▶ AIM:
Write each line exactly, from the line that holds "For every instance of the group" through the final line of the material, and no other line.

┏━━

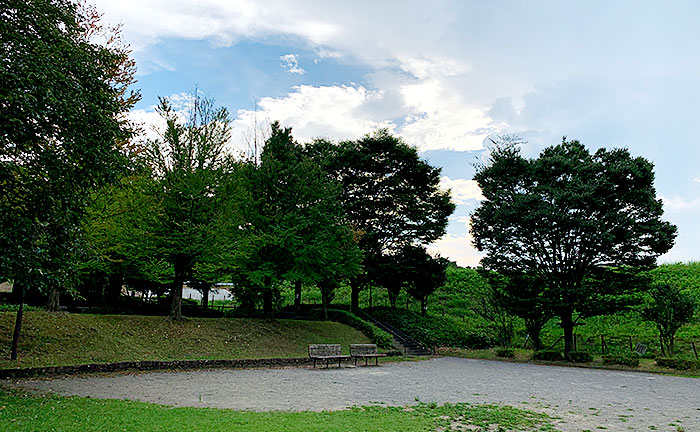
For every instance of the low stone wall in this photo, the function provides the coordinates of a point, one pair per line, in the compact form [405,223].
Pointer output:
[151,365]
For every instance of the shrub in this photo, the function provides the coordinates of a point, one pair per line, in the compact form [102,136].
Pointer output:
[374,333]
[579,357]
[505,353]
[432,331]
[677,363]
[548,355]
[622,358]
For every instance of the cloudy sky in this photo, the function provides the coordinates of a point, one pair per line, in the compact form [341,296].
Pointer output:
[444,75]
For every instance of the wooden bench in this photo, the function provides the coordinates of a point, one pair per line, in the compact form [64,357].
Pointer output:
[365,351]
[326,352]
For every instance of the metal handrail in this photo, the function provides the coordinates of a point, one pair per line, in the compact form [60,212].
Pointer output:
[403,337]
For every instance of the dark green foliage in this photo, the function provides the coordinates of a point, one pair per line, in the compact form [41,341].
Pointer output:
[189,164]
[548,355]
[669,308]
[569,215]
[579,357]
[432,331]
[390,196]
[423,272]
[520,295]
[505,352]
[677,363]
[296,229]
[378,336]
[63,132]
[624,358]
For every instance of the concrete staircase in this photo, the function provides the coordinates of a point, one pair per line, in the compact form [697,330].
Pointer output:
[403,342]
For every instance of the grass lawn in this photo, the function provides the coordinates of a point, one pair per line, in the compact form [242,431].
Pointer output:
[524,356]
[57,339]
[37,413]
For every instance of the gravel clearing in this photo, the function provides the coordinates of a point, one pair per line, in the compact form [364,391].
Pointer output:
[582,399]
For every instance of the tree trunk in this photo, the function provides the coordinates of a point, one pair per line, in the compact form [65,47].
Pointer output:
[297,296]
[205,295]
[17,295]
[267,298]
[114,290]
[324,301]
[393,295]
[354,294]
[181,267]
[567,324]
[534,329]
[18,321]
[54,302]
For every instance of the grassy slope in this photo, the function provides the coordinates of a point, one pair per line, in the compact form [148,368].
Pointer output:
[43,413]
[64,339]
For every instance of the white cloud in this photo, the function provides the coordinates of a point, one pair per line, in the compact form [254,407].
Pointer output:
[680,204]
[348,112]
[462,190]
[457,248]
[317,112]
[291,64]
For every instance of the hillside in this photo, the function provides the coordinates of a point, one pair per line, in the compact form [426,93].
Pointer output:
[67,339]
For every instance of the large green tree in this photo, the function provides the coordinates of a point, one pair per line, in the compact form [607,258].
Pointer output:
[566,216]
[190,164]
[63,131]
[390,195]
[297,230]
[424,273]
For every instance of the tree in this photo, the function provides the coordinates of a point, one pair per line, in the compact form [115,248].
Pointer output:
[297,231]
[669,308]
[568,215]
[425,274]
[63,101]
[390,196]
[190,164]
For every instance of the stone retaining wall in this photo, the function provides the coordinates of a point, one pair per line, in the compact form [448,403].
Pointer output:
[151,365]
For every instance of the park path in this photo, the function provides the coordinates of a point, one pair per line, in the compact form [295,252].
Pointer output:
[583,399]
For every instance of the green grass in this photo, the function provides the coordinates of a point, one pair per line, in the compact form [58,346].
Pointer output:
[36,413]
[525,356]
[57,339]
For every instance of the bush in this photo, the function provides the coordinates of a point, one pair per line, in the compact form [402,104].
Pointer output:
[623,358]
[579,357]
[505,353]
[378,336]
[548,355]
[677,363]
[432,331]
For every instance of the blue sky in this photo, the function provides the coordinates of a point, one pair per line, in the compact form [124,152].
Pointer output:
[444,75]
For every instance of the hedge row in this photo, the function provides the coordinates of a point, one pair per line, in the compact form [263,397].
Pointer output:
[432,331]
[677,363]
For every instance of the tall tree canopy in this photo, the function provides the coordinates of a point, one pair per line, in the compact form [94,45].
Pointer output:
[390,195]
[190,165]
[298,231]
[63,130]
[566,216]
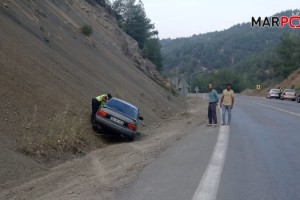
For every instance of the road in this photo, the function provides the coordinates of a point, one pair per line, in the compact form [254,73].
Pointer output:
[257,157]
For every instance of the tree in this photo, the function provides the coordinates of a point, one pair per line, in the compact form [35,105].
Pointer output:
[288,55]
[133,20]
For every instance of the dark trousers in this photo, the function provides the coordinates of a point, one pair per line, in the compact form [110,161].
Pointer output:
[95,107]
[212,113]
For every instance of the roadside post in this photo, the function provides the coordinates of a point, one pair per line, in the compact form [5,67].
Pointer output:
[196,90]
[258,87]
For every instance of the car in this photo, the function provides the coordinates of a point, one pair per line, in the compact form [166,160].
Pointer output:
[118,117]
[288,94]
[273,93]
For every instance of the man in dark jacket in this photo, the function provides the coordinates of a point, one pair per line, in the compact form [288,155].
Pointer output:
[213,99]
[98,102]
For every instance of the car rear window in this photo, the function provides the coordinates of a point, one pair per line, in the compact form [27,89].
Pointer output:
[122,108]
[275,90]
[289,90]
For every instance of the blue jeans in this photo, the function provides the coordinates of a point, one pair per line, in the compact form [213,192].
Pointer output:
[227,109]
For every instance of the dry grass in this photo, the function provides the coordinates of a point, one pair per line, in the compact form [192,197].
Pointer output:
[65,136]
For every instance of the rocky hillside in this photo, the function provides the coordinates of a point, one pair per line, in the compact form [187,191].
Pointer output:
[50,70]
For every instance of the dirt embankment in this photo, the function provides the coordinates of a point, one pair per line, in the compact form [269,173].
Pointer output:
[100,174]
[49,71]
[293,81]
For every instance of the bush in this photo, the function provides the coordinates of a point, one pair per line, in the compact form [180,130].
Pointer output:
[87,30]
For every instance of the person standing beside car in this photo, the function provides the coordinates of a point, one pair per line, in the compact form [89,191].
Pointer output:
[98,102]
[226,103]
[213,99]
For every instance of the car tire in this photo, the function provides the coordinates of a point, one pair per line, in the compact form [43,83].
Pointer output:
[131,138]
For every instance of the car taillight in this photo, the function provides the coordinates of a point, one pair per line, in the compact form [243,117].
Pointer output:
[101,113]
[132,127]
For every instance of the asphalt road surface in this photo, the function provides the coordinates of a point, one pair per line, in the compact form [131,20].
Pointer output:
[257,157]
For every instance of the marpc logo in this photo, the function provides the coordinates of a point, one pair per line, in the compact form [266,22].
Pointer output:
[281,22]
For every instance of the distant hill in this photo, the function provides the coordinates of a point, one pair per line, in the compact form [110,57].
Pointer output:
[241,49]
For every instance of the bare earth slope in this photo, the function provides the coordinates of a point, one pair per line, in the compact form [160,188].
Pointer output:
[100,174]
[49,71]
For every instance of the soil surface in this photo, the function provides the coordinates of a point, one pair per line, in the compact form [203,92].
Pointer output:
[101,173]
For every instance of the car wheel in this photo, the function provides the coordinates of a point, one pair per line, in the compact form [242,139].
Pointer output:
[131,137]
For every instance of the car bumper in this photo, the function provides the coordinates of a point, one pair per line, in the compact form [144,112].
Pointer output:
[288,97]
[117,129]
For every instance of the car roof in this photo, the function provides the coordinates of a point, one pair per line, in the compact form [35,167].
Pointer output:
[289,89]
[125,102]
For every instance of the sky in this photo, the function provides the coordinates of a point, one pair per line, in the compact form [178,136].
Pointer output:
[184,18]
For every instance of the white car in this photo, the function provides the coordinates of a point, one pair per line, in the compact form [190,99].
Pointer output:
[289,94]
[273,93]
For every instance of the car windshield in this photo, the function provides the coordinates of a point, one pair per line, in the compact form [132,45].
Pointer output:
[290,90]
[123,108]
[275,90]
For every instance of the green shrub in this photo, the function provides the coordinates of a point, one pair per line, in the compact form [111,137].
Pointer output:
[87,30]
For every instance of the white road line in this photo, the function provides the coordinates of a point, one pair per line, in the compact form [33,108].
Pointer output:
[282,110]
[209,184]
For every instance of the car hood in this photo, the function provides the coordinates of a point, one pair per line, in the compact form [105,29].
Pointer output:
[118,115]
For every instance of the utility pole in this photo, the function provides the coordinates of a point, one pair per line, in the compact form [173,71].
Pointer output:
[198,72]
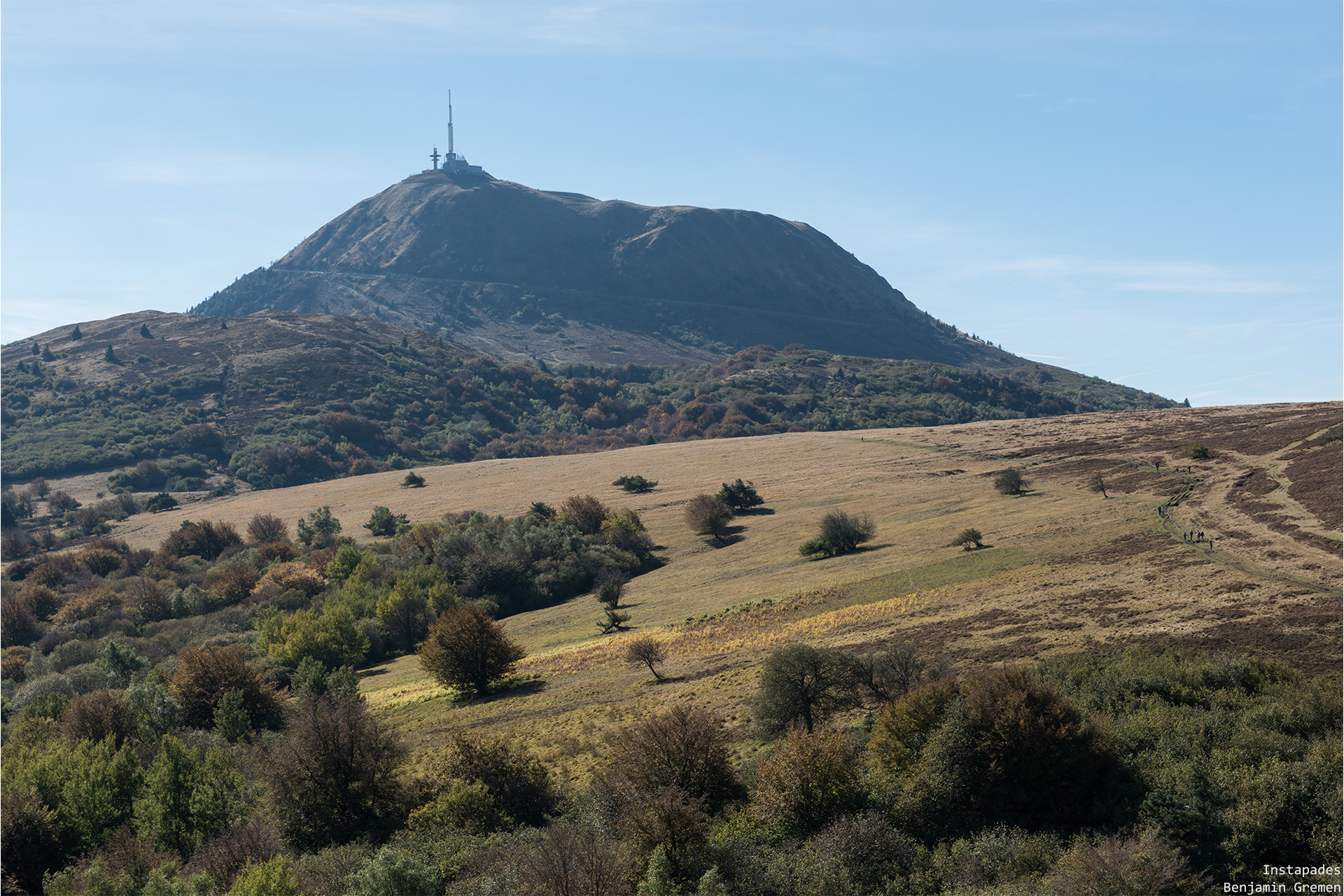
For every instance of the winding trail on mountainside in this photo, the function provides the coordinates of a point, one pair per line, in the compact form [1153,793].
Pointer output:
[1174,528]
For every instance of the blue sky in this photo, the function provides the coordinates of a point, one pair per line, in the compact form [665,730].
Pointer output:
[1142,191]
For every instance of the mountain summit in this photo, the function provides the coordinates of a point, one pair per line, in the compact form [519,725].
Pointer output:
[555,276]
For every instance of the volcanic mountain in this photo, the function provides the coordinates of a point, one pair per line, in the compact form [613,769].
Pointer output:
[564,277]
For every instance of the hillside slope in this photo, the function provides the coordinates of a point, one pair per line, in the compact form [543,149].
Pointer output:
[280,398]
[1068,570]
[510,269]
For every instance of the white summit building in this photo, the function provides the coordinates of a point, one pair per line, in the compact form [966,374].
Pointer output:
[454,164]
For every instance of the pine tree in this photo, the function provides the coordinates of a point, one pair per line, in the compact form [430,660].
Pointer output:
[711,884]
[659,881]
[232,722]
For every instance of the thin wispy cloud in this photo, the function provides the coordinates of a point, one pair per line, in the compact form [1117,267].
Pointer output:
[1193,279]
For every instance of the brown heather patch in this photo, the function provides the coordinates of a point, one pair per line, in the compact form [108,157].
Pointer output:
[1317,482]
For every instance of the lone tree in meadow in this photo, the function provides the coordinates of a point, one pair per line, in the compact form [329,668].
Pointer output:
[386,523]
[707,514]
[612,620]
[265,528]
[636,484]
[609,586]
[647,650]
[804,685]
[969,540]
[320,527]
[1097,482]
[1009,482]
[465,648]
[840,533]
[739,496]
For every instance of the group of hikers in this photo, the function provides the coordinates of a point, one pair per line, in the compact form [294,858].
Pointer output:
[1195,536]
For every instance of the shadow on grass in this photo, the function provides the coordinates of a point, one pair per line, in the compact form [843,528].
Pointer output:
[662,680]
[511,687]
[862,548]
[732,538]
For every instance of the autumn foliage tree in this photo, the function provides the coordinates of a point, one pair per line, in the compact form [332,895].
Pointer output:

┗━━

▶ RESULT OF THIS TASK:
For every instance of the group of hikers in this photo, the function provides the coordinates of a point, one pair per line, in the compact form [294,858].
Pointer output:
[1195,536]
For every instance of the shadow on grass in this photo, the function provides the coordinates of a point, one pair per line, in the compact form [843,528].
Pointer output:
[662,680]
[511,687]
[862,548]
[732,538]
For every instance of the autumn foliage tree in this photo, the function provides the coordinates of a point, one pair per line, in the compact form [332,895].
Pointer output:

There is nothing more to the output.